Supplied information:

━━━━━━━━

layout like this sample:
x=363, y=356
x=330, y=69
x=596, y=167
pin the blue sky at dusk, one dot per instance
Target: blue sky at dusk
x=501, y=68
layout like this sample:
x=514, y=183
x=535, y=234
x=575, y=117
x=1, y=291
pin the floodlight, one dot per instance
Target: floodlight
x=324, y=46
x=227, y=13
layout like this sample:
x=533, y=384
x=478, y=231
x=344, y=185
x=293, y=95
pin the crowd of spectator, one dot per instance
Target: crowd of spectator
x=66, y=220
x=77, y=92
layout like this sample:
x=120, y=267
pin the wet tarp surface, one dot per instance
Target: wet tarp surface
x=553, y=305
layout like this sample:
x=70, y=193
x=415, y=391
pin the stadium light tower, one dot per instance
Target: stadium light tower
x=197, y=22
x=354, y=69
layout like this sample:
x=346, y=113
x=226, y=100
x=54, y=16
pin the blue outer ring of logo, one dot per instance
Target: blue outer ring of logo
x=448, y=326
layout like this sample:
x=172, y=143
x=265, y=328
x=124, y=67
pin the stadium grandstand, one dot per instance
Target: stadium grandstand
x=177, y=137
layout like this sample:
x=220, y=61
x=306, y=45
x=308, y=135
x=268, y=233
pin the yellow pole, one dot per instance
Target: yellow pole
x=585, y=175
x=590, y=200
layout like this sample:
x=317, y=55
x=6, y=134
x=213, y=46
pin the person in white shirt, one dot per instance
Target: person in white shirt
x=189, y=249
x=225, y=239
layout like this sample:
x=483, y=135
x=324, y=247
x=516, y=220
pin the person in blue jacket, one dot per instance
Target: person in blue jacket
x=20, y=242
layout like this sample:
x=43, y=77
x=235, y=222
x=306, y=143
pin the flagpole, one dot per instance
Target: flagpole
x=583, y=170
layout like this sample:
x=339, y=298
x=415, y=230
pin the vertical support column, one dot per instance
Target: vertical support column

━━━━━━━━

Give the records again from their first line through the line that contains "x=227, y=13", switching "floodlight" to "spotlight" and leaving everything else the same.

Reply:
layout like this sample:
x=363, y=356
x=330, y=69
x=596, y=167
pin the blue sky at dusk, one dot per instance
Target: blue sky at dusk
x=501, y=68
layout like this sample:
x=514, y=183
x=535, y=234
x=575, y=117
x=1, y=291
pin the spotlight, one dot per instance
Target: spotlight
x=324, y=46
x=227, y=13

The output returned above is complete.